[START RECORDS SUPPLIED]

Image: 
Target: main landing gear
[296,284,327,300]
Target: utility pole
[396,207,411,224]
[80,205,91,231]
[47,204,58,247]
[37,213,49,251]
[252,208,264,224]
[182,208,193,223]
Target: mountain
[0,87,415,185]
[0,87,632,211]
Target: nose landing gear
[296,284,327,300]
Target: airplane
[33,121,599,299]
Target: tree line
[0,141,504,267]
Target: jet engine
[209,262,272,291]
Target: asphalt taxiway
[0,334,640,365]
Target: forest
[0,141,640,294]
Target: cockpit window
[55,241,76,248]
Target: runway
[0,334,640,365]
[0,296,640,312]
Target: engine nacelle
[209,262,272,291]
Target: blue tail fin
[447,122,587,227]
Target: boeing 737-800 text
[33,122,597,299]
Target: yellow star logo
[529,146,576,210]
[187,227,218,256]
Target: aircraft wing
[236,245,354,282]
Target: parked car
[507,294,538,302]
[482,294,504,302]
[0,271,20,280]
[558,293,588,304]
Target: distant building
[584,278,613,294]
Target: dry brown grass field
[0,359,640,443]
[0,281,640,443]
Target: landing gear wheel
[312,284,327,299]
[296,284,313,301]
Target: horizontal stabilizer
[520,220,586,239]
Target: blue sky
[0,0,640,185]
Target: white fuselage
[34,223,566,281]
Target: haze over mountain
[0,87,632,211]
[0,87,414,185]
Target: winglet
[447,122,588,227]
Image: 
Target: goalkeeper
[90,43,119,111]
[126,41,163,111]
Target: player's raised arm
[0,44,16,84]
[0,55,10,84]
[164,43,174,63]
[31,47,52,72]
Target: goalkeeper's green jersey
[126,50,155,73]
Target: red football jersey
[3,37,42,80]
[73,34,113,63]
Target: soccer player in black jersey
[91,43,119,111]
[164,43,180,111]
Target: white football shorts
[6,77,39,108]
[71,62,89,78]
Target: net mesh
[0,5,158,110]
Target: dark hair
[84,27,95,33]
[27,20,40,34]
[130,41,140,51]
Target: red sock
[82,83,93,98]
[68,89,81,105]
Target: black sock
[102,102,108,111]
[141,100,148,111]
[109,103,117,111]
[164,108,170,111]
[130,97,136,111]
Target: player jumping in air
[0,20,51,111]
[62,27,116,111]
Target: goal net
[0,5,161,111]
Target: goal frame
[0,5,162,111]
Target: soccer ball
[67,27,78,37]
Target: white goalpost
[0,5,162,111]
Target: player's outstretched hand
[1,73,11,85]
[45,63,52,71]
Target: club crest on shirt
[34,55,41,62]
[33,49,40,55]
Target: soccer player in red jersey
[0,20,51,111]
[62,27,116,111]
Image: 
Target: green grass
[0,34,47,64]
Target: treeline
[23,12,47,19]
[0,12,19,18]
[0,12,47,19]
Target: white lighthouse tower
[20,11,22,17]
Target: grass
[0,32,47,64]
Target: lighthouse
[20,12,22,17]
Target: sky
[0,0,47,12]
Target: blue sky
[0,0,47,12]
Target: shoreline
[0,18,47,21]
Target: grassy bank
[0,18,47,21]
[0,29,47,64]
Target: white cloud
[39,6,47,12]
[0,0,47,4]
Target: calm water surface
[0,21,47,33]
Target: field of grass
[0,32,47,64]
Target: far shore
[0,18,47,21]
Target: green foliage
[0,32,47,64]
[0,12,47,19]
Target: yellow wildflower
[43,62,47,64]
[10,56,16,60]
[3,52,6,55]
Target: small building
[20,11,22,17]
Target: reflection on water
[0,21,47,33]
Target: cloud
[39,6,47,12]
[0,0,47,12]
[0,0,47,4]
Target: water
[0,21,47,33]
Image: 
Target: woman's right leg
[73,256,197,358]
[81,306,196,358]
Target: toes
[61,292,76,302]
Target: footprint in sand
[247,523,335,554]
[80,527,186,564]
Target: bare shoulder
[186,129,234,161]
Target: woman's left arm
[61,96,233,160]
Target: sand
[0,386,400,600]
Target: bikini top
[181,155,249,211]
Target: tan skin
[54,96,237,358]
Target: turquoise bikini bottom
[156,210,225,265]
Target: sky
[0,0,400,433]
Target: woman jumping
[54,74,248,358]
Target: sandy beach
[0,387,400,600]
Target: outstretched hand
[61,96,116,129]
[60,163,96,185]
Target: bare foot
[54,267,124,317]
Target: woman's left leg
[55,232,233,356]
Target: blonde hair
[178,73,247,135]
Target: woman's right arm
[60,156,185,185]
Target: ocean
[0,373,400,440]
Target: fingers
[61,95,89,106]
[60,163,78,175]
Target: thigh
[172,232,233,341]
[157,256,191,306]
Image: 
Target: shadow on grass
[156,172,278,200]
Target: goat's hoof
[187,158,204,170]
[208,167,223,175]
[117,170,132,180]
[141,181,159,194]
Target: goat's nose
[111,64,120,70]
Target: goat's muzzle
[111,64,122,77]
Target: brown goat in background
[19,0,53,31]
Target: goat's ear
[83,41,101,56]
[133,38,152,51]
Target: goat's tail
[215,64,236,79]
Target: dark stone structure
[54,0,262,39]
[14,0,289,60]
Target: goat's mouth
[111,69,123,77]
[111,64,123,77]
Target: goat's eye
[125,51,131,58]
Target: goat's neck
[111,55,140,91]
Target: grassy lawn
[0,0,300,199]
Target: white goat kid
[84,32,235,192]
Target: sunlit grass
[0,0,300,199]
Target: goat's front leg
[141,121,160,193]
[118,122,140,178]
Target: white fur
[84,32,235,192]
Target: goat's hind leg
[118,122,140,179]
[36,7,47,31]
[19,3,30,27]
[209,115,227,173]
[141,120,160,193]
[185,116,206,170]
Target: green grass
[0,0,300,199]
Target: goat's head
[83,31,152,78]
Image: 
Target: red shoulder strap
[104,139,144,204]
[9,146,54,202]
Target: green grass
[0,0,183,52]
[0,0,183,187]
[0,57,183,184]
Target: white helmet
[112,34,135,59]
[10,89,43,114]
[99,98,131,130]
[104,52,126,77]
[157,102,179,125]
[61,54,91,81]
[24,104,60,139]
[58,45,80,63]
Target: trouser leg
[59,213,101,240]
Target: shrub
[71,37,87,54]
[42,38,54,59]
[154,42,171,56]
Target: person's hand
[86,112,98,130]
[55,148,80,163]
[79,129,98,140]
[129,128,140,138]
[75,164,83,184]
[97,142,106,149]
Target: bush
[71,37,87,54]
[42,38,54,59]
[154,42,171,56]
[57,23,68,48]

[END RECORDS SUPPLIED]

### EXERCISE DETAILS
Please update the listing above so that every "white helmet" reads "safety helmet", and leave all other text as it is.

### THE ANSWER
Image: 
Target: main landing gear
[296,284,327,300]
Target: utility pole
[396,207,411,224]
[80,205,91,231]
[47,204,58,247]
[37,213,49,251]
[252,208,264,224]
[182,208,193,223]
Target: mountain
[0,87,415,185]
[0,87,632,211]
Target: nose landing gear
[296,284,327,300]
Target: airplane
[33,121,599,299]
Target: tree line
[0,141,504,267]
Target: jet engine
[209,262,272,291]
Target: asphalt taxiway
[0,334,640,365]
Target: forest
[0,141,640,294]
Target: cockpit window
[55,241,76,248]
Target: runway
[0,334,640,365]
[0,296,640,312]
Target: engine nacelle
[209,262,272,291]
Target: blue tail fin
[447,122,587,227]
Target: boeing 737-800 text
[33,122,597,299]
Target: yellow star logo
[529,146,576,210]
[187,227,218,256]
Target: aircraft wing
[236,245,354,282]
Target: parked car
[507,294,538,302]
[482,294,504,302]
[0,271,20,280]
[558,293,588,304]
Target: distant building
[584,278,613,294]
Target: dry brown grass field
[0,359,640,443]
[0,281,640,443]
Target: landing gear wheel
[312,284,327,299]
[296,284,313,301]
Target: horizontal stabilizer
[520,220,586,239]
Target: blue sky
[0,0,640,185]
Target: white fuselage
[34,223,566,281]
Target: haze over mountain
[0,87,632,211]
[0,87,414,185]
Target: winglet
[447,122,588,227]
Image: 
Target: goalkeeper
[90,43,119,111]
[126,41,163,111]
Target: player's raised arm
[0,44,16,84]
[0,55,10,84]
[164,43,174,63]
[31,47,52,72]
Target: goalkeeper's green jersey
[126,50,155,73]
Target: red football jersey
[3,37,42,80]
[73,34,113,63]
Target: soccer player in black jersey
[91,43,119,111]
[164,43,180,111]
Target: white football shorts
[6,77,39,108]
[71,62,89,78]
Target: net mesh
[0,5,158,110]
Target: dark hair
[84,27,95,33]
[27,20,40,34]
[130,41,140,51]
Target: red sock
[82,83,93,98]
[68,89,81,105]
Target: black sock
[102,102,108,111]
[141,100,148,111]
[109,103,117,111]
[164,108,170,111]
[130,97,136,111]
Target: player jumping in air
[0,20,51,111]
[62,27,116,111]
Target: goal net
[0,5,161,111]
Target: goal frame
[0,5,162,111]
Target: soccer ball
[67,27,78,37]
Target: white goalpost
[0,5,162,111]
Target: player's outstretched hand
[1,73,11,85]
[45,63,52,71]
Target: club crest on shirt
[34,55,41,62]
[33,49,40,55]
Target: soccer player in red jersey
[0,20,51,111]
[62,27,116,111]
Image: 
Target: green grass
[0,34,47,64]
Target: treeline
[23,12,47,19]
[0,12,19,18]
[0,12,47,19]
Target: white lighthouse tower
[20,11,22,17]
Target: grass
[0,32,47,64]
Target: lighthouse
[20,12,22,17]
Target: sky
[0,0,47,12]
Target: blue sky
[0,0,47,12]
Target: shoreline
[0,18,47,21]
Target: grassy bank
[0,18,47,21]
[0,29,47,64]
Target: white cloud
[39,6,47,12]
[0,0,47,4]
Target: calm water surface
[0,21,47,33]
Target: field of grass
[0,32,47,64]
Target: far shore
[0,18,47,21]
Target: green foliage
[0,32,47,64]
[0,12,47,19]
Target: yellow wildflower
[43,62,47,64]
[10,56,16,60]
[3,52,6,55]
Target: small building
[20,11,22,17]
Target: reflection on water
[0,21,47,33]
Target: cloud
[39,6,47,12]
[0,0,47,12]
[0,0,47,4]
Target: water
[0,21,47,33]
Image: 
Target: woman's right leg
[73,256,197,358]
[81,306,196,358]
Target: toes
[61,292,76,302]
Target: footprint in sand
[247,523,335,554]
[80,527,186,564]
Target: bare shoulder
[186,129,234,161]
Target: woman's left arm
[61,96,233,160]
Target: sand
[0,386,400,600]
Target: bikini top
[181,155,249,211]
Target: tan skin
[54,96,237,358]
Target: turquoise bikini bottom
[156,210,225,265]
Target: sky
[0,0,400,433]
Target: woman jumping
[54,74,248,358]
Target: sandy beach
[0,387,400,600]
Target: outstretched hand
[61,96,116,129]
[60,163,96,185]
Target: bare foot
[54,267,124,317]
Target: woman's left leg
[55,232,233,356]
Target: blonde hair
[178,73,247,135]
Target: woman's right arm
[60,156,185,185]
Target: ocean
[0,373,400,440]
Target: fingers
[61,95,89,106]
[60,163,78,175]
Target: thigh
[172,232,233,341]
[157,256,191,306]
Image: 
Target: shadow on grass
[156,172,278,200]
Target: goat's hoof
[187,158,204,170]
[208,167,223,175]
[117,170,132,180]
[141,181,159,194]
Target: goat's nose
[111,64,120,70]
Target: goat's muzzle
[111,64,122,77]
Target: brown goat in background
[19,0,53,31]
Target: goat's ear
[83,41,101,56]
[133,38,152,51]
Target: goat's tail
[215,64,236,79]
Target: dark stone structure
[54,0,262,39]
[14,0,289,60]
Target: goat's mouth
[111,69,123,77]
[111,64,123,77]
Target: goat's eye
[125,51,131,58]
Target: goat's neck
[111,55,140,91]
Target: grassy lawn
[0,0,300,199]
Target: white goat kid
[84,32,235,192]
Target: sunlit grass
[0,0,300,199]
Target: goat's front leg
[141,121,160,193]
[118,122,140,178]
Target: white fur
[84,32,235,192]
Target: goat's hind leg
[118,122,140,179]
[36,7,47,31]
[19,3,30,27]
[209,115,227,173]
[141,120,160,193]
[185,116,206,170]
Target: green grass
[0,0,300,199]
Target: goat's head
[83,31,152,78]
Image: 
Target: red shoulder strap
[104,139,144,204]
[9,146,54,202]
Target: green grass
[0,0,183,52]
[0,0,183,187]
[0,57,183,184]
Target: safety helmet
[112,34,135,59]
[10,89,43,114]
[99,98,131,130]
[104,52,126,77]
[157,102,179,125]
[61,54,91,81]
[24,104,60,139]
[58,45,80,63]
Target: trouser leg
[59,213,101,240]
Target: shrub
[71,37,87,54]
[42,38,54,59]
[154,42,171,56]
Target: person's hand
[86,112,98,130]
[55,148,80,163]
[79,129,98,140]
[129,128,140,138]
[75,164,83,184]
[97,142,106,149]
Target: bush
[71,37,87,54]
[42,38,54,59]
[154,42,171,56]
[57,23,68,48]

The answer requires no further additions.